WRITTEN EXERCISE - Filter the items below and copy out every line that contains the word "with".

[Stored items from a collection]
□ □ □

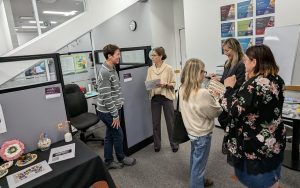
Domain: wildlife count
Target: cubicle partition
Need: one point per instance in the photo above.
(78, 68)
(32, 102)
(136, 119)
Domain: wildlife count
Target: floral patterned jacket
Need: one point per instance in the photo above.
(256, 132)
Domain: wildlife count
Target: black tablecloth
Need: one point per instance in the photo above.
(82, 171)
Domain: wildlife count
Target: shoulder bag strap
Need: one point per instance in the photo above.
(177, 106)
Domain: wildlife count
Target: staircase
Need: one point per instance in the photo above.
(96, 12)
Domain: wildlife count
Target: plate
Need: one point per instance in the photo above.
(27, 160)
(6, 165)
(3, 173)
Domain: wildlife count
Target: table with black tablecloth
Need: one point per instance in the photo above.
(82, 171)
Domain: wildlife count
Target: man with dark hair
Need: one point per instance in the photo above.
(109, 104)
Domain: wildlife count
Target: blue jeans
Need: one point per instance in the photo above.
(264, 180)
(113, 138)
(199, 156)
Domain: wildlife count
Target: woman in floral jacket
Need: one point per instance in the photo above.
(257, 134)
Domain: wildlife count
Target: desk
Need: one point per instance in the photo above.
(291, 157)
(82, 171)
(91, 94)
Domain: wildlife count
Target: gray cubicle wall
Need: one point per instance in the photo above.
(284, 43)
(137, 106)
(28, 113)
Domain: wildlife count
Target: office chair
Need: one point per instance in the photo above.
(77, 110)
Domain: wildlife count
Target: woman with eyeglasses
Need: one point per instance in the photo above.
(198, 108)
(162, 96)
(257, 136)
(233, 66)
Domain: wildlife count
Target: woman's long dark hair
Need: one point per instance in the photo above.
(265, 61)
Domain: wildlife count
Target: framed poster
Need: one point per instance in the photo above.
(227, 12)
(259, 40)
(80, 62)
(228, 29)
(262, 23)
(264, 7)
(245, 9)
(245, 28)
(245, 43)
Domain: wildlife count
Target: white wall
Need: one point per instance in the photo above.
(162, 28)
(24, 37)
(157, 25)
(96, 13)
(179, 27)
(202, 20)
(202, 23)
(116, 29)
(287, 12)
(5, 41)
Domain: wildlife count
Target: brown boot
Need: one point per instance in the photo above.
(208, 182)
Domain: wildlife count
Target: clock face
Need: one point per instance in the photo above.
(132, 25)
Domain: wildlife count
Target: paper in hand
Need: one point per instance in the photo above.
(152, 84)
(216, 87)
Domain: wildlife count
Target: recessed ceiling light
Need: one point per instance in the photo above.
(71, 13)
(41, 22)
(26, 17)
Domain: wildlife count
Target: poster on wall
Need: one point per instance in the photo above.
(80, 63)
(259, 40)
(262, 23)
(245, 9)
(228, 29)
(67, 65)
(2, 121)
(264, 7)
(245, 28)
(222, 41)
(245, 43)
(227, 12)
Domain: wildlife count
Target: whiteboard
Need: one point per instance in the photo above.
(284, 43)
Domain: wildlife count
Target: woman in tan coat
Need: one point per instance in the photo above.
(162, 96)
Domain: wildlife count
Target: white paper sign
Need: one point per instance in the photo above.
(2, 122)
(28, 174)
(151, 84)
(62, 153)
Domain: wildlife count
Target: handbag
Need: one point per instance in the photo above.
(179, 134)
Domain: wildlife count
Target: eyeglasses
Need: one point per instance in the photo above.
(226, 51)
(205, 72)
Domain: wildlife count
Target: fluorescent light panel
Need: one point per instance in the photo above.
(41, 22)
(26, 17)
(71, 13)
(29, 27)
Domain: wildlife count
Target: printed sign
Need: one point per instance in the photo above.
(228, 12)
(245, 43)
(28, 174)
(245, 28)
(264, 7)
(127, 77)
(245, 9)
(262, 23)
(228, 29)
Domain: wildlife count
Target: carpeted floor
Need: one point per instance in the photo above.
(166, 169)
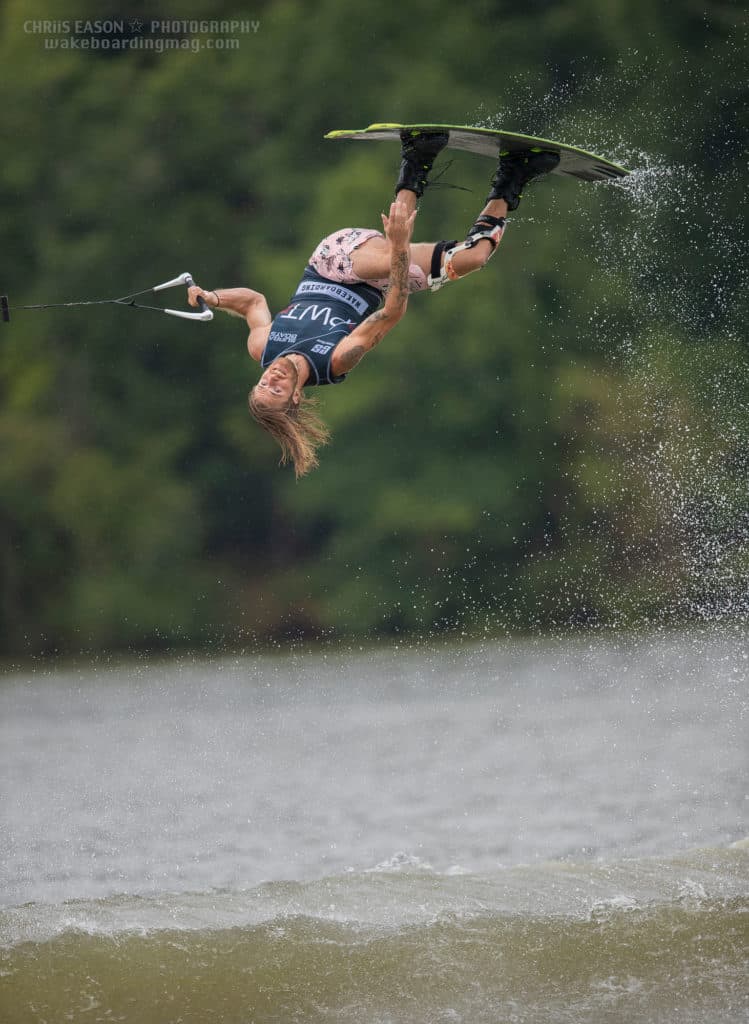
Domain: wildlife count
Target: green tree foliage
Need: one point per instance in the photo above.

□ □ □

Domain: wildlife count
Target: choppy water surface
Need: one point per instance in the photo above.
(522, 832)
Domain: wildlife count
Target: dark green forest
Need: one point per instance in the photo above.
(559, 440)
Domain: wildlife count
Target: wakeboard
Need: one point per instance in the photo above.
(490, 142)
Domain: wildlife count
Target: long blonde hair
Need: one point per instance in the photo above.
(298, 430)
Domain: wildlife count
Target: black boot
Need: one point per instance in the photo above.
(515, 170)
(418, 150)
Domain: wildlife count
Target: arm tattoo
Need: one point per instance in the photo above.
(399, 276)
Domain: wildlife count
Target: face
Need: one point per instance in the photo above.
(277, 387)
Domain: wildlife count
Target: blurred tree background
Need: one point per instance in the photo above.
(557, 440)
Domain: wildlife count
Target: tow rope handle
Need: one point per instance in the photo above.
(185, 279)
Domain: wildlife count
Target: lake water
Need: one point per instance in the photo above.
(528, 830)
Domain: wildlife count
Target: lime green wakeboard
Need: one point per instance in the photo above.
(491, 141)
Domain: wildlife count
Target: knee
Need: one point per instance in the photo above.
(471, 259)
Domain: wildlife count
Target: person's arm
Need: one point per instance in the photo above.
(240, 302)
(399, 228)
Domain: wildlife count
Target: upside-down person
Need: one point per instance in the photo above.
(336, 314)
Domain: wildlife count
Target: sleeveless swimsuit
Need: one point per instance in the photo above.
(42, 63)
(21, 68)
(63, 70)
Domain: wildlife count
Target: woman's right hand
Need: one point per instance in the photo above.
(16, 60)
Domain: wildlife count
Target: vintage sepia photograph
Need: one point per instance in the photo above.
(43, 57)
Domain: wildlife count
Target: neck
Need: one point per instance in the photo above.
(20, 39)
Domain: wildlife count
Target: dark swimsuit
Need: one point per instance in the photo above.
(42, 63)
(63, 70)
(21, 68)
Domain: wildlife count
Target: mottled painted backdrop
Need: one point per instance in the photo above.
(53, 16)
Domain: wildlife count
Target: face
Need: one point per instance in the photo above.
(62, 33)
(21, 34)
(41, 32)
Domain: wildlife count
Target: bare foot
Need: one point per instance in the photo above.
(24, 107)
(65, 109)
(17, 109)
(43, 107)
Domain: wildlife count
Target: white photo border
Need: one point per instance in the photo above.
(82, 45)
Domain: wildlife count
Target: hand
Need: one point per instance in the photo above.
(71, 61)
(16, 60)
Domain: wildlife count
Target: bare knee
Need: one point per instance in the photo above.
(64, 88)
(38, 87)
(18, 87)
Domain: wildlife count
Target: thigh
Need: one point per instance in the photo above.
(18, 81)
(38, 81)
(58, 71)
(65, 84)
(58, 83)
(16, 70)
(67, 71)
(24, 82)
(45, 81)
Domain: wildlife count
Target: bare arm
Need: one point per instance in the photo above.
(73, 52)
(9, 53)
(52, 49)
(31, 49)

□ □ □

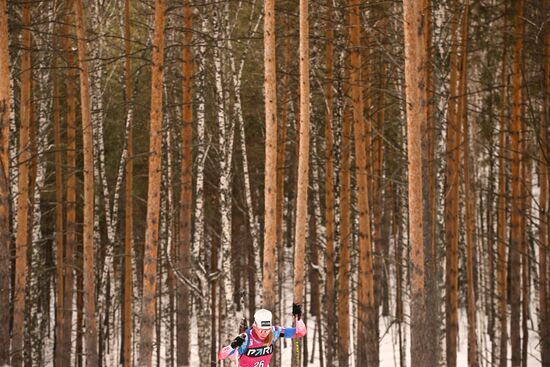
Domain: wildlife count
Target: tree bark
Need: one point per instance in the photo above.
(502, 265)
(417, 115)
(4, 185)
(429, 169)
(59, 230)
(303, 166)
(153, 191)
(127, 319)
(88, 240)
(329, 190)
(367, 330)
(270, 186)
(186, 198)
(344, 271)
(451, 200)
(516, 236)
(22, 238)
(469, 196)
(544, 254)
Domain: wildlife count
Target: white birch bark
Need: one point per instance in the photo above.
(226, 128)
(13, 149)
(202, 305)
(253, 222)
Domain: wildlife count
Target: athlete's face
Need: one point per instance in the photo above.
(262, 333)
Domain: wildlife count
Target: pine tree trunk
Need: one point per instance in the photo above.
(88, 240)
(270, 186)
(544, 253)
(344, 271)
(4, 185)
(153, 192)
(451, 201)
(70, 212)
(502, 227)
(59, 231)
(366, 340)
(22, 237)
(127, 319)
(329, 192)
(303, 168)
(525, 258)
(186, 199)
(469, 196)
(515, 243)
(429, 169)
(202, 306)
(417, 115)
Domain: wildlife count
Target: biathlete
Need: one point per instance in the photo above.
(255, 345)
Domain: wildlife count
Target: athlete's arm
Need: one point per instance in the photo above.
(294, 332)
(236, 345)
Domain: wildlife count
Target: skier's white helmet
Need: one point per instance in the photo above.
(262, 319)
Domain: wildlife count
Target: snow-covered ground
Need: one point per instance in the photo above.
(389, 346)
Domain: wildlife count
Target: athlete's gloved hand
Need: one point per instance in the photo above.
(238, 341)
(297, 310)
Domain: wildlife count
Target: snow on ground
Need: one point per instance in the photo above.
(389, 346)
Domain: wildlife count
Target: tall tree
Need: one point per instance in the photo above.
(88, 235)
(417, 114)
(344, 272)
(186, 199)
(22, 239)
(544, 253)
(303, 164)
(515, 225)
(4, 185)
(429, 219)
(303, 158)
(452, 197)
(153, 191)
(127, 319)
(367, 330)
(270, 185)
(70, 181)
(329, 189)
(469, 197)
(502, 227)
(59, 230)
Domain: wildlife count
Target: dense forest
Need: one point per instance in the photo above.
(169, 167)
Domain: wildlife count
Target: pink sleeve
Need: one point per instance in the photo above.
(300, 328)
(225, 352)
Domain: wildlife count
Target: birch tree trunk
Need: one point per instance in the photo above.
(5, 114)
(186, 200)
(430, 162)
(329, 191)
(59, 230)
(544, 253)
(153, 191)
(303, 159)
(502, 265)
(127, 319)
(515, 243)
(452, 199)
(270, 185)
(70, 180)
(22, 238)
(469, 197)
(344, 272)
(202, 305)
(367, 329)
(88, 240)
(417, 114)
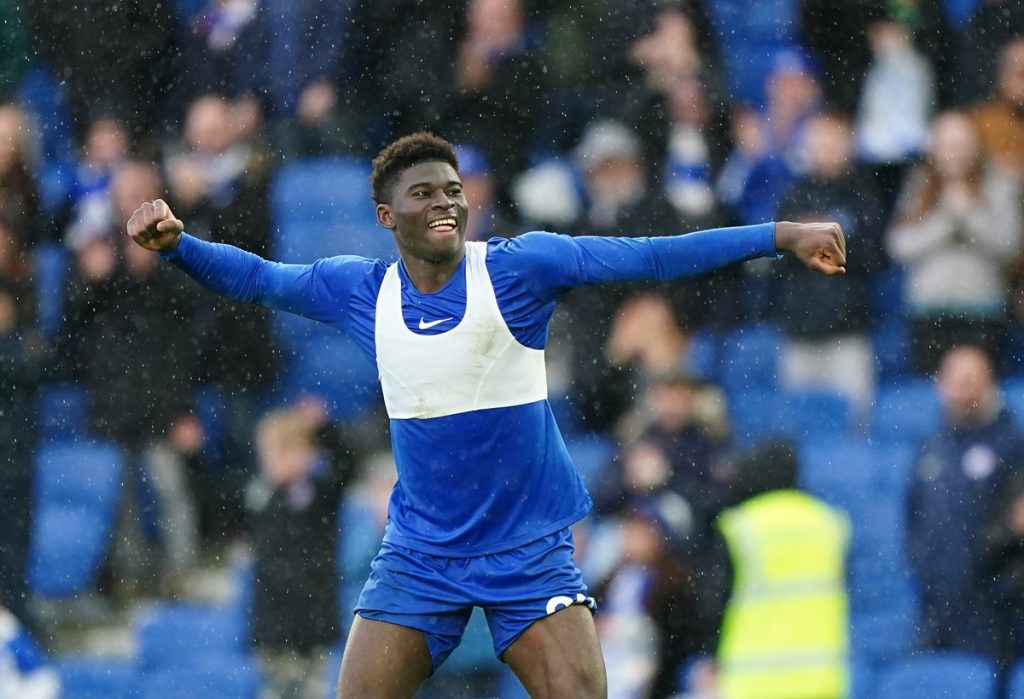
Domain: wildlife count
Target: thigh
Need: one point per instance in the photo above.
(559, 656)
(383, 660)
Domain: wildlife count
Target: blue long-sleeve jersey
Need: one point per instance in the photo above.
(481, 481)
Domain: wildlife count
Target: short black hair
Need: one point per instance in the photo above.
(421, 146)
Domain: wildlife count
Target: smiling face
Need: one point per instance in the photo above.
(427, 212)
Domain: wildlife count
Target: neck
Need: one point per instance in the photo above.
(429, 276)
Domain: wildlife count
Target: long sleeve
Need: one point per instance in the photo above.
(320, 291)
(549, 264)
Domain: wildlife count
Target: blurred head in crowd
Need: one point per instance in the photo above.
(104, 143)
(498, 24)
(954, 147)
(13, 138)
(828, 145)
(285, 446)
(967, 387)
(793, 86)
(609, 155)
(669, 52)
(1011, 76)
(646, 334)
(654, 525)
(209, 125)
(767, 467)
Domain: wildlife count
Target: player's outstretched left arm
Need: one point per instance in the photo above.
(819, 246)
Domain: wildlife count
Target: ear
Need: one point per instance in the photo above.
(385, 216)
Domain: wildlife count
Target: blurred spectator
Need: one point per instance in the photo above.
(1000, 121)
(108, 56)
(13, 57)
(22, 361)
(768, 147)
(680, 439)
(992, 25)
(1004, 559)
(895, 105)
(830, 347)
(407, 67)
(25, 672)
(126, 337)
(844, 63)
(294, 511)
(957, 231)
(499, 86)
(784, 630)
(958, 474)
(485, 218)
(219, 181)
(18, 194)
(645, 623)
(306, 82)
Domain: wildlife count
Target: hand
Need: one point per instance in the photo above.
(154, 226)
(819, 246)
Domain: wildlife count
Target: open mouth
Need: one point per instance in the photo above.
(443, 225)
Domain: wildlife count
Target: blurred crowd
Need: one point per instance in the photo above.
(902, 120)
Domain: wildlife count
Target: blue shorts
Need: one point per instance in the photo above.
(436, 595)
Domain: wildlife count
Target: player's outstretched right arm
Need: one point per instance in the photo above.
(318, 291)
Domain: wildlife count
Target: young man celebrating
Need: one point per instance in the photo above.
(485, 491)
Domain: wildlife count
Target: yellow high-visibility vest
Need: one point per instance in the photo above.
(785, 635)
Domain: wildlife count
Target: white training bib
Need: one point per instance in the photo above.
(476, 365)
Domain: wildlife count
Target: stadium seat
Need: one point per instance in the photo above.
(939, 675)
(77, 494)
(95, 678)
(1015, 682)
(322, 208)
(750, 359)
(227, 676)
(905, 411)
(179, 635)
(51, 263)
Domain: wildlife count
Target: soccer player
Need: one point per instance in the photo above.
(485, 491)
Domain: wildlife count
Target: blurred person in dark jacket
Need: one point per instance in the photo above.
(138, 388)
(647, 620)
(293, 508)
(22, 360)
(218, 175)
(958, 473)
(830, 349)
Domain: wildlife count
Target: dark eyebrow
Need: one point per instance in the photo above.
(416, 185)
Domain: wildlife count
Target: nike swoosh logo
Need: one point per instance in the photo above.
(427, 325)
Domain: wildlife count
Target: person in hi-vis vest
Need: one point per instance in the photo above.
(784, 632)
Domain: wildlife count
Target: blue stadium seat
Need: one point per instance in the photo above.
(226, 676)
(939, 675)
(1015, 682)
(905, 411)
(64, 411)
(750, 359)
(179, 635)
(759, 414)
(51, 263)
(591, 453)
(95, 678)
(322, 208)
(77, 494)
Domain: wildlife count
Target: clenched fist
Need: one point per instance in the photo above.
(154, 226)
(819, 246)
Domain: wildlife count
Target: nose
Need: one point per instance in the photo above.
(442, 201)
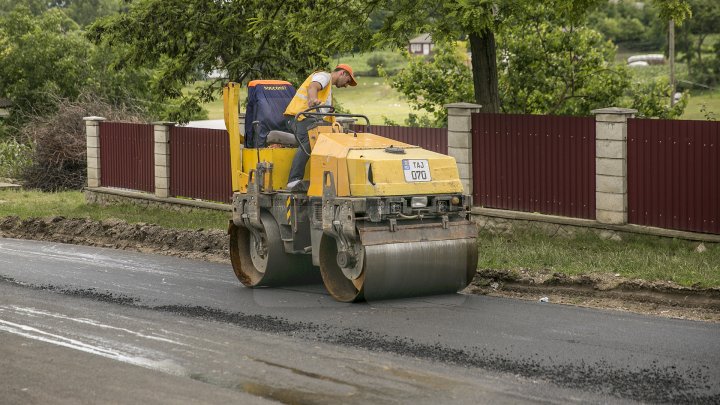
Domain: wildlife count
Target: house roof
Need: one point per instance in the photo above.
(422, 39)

□ □ □

FULL ANSWER -
Target: table with black tablecloth
Target: man with dark hair
Target: woman with eyeglasses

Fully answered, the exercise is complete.